● **EXERCISE REQUIREMENTS**:
List each line of the items below that contains the word "white". Case counts.

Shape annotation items
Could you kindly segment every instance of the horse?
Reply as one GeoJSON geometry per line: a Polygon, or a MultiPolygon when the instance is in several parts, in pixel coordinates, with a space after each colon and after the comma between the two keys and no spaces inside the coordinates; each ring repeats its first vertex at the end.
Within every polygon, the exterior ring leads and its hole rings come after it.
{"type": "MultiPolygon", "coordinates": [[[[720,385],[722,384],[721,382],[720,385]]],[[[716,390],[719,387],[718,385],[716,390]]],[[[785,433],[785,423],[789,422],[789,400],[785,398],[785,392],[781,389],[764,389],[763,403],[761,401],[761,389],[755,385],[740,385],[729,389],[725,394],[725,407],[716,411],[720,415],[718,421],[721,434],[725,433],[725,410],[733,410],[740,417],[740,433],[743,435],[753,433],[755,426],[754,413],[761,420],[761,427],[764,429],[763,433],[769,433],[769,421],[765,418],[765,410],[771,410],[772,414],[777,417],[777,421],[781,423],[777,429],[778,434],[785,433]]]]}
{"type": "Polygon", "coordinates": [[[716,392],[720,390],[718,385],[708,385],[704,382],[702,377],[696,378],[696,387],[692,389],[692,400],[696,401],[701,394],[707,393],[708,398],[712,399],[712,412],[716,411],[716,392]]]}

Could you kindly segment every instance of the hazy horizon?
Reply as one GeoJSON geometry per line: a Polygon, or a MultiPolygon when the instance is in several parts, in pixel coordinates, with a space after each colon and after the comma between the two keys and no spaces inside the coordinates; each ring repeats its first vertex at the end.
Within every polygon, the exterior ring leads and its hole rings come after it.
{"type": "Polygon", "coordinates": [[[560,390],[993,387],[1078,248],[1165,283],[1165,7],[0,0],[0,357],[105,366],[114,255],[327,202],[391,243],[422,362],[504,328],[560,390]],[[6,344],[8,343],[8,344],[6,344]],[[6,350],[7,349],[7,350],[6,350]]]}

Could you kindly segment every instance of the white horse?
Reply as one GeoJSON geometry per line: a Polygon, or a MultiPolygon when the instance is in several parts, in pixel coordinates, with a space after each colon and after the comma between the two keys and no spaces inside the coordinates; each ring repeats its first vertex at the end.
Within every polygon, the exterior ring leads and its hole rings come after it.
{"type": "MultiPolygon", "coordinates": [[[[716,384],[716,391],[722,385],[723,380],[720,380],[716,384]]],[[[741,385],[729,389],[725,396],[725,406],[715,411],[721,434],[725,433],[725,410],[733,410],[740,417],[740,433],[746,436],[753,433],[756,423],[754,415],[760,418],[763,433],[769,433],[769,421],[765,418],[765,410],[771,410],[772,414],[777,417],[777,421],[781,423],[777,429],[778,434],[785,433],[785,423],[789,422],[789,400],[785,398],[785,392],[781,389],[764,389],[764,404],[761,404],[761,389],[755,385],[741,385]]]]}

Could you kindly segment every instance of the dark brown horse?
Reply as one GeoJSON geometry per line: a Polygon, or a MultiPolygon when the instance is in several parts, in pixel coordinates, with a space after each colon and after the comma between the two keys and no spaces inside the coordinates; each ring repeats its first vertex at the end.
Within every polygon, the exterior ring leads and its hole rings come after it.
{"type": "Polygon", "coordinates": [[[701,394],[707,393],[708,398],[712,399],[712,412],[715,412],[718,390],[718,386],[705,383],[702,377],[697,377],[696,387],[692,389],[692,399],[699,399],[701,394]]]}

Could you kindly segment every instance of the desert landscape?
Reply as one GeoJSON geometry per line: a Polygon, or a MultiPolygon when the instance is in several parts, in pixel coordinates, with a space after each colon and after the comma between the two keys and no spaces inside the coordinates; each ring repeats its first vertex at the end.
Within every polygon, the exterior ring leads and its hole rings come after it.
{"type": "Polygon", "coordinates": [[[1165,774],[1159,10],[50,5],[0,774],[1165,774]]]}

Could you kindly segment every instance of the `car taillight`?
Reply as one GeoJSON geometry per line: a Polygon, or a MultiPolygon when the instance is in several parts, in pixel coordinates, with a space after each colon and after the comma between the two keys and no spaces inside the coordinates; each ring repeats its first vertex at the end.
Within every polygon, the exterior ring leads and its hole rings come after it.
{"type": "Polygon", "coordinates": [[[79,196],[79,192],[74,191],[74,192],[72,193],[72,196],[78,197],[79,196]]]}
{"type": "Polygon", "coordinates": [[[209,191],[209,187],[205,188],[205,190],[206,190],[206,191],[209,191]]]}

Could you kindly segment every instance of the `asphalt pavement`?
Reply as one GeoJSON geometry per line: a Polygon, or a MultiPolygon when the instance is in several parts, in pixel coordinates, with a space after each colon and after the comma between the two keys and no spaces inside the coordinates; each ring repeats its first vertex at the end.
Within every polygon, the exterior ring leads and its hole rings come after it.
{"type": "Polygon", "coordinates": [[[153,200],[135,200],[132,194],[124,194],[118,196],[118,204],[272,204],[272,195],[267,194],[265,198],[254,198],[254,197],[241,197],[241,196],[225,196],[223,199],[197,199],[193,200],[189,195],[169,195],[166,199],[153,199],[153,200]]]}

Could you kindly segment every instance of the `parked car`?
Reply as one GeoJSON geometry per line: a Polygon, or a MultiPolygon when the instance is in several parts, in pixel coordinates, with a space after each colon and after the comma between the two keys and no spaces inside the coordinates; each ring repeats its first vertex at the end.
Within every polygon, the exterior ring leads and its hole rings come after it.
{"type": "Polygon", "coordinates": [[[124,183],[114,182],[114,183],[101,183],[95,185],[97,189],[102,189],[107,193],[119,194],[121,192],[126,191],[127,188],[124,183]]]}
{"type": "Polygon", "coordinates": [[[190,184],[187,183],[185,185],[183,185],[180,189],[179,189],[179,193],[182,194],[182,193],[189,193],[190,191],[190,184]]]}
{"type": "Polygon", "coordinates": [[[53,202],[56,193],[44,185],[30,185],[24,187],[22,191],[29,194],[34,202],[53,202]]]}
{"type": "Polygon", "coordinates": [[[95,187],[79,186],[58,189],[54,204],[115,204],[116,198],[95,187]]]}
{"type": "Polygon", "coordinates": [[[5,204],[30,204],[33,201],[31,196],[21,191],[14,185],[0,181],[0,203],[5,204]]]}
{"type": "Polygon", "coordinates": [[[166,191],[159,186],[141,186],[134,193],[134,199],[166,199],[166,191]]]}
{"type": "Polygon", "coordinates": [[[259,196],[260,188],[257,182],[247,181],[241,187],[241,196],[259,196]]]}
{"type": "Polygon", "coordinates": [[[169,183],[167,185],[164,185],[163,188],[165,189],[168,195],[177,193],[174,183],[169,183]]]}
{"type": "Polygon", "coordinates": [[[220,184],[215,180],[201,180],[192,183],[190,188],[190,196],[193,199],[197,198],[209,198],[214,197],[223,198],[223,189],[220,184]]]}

* * *

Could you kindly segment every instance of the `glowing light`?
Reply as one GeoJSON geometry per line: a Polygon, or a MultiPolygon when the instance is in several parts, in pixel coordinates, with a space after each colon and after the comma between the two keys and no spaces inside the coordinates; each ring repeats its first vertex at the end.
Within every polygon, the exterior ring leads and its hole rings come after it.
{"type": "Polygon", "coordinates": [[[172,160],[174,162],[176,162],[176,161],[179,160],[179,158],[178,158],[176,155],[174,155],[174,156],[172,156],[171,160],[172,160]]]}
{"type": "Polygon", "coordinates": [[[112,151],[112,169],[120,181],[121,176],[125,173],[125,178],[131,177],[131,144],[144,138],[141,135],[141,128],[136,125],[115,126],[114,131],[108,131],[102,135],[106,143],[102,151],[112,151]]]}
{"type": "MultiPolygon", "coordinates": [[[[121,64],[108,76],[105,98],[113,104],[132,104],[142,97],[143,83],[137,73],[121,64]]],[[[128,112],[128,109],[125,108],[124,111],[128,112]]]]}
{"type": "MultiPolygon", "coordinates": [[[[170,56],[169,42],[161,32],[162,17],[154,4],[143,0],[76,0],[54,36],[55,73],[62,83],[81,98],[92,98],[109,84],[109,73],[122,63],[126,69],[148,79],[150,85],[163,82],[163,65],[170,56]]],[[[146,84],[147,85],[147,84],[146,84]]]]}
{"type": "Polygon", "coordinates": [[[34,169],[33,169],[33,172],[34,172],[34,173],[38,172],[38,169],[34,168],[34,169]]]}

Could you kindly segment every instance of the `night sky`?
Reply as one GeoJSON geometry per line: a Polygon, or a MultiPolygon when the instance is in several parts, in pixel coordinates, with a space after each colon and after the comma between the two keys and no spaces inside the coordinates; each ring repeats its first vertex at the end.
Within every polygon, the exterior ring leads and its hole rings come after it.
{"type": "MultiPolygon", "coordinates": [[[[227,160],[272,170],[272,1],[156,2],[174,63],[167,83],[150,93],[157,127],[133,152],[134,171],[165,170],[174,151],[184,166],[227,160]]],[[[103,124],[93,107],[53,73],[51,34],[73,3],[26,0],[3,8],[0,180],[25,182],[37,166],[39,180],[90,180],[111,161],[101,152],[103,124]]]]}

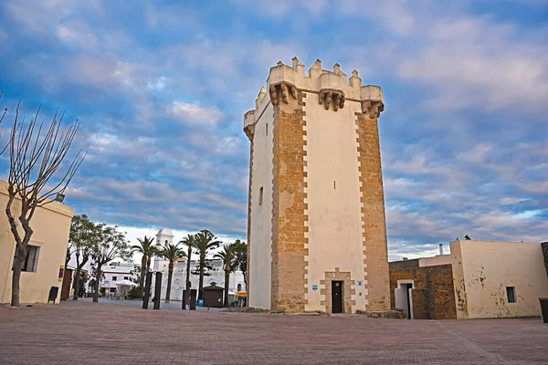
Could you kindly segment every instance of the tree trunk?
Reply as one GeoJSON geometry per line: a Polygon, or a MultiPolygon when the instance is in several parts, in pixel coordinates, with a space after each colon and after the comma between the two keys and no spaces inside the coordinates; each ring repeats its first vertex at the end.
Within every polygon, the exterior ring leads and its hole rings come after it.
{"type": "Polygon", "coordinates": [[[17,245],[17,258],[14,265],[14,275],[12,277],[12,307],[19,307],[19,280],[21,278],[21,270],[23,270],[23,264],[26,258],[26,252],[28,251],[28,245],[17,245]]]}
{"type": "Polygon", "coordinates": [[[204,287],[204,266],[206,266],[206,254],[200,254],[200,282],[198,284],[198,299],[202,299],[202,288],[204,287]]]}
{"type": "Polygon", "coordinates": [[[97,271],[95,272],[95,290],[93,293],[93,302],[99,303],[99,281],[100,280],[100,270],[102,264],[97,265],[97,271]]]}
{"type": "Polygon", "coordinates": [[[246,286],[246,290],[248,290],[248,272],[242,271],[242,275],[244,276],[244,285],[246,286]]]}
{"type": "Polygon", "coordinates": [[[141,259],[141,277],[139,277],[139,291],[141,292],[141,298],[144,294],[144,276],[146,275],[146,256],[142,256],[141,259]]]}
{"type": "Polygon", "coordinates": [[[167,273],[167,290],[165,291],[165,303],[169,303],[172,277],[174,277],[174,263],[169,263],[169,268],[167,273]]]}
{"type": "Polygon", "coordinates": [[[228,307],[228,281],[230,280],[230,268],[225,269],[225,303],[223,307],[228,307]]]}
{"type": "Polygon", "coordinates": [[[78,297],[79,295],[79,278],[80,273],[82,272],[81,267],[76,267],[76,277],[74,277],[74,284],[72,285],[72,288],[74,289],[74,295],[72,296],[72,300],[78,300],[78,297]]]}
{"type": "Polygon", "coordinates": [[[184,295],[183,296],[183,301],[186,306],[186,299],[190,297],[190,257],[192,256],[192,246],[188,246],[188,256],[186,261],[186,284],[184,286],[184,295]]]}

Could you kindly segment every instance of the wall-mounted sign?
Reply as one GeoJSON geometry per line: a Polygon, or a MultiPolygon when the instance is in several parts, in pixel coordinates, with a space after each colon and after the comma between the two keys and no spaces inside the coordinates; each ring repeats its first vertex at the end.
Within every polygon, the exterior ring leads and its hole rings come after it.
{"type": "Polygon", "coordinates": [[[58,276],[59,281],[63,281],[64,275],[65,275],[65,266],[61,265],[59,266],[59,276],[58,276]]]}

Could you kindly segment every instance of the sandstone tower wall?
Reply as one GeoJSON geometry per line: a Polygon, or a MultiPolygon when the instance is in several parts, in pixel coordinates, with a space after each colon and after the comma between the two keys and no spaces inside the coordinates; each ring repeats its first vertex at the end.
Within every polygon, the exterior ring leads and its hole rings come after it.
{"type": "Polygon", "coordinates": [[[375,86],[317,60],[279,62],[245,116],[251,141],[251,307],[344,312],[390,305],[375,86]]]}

* * *

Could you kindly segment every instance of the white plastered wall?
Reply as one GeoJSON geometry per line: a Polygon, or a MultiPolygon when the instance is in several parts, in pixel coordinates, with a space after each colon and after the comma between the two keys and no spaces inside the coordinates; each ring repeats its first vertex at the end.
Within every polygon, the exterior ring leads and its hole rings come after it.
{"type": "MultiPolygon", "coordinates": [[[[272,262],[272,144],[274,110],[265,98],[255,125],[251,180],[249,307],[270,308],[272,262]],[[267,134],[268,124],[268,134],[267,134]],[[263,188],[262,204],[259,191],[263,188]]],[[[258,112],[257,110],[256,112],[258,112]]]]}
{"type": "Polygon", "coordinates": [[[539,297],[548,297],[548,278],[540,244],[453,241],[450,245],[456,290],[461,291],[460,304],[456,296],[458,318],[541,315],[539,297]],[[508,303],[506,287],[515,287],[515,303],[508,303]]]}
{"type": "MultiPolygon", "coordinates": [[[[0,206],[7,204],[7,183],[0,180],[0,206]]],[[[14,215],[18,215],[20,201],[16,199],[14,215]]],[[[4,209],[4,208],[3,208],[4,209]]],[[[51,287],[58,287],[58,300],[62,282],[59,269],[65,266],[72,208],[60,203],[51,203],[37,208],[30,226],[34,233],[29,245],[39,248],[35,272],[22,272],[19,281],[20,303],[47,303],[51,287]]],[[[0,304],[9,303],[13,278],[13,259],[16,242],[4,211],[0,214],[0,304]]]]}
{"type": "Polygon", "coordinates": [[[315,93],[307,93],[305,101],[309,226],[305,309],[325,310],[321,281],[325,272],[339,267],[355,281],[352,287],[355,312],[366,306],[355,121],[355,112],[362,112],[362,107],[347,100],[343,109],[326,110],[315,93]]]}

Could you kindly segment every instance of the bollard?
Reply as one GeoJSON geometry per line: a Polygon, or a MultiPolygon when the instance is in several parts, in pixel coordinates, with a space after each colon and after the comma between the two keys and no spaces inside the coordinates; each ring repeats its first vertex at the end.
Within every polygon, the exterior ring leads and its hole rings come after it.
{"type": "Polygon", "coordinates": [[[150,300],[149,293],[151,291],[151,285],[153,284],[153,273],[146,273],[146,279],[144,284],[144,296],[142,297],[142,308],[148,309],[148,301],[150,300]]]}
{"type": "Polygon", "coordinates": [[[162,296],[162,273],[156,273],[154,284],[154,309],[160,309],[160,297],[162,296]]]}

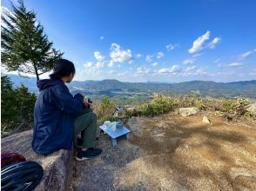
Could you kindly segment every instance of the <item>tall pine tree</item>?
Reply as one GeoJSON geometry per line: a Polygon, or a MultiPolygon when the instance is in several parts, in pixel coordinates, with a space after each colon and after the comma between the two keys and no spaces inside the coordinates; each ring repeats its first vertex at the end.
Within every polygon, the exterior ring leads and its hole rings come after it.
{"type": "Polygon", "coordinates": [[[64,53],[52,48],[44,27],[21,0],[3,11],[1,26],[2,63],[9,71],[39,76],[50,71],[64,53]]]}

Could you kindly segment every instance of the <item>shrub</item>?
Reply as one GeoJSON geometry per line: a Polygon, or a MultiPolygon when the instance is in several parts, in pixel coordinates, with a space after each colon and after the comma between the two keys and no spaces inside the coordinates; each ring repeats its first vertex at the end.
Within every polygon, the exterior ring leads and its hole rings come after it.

● **RESPONSE TO THE TASK**:
Could you kindly segment every instance of the white horse?
Could you kindly segment every instance of the white plastered wall?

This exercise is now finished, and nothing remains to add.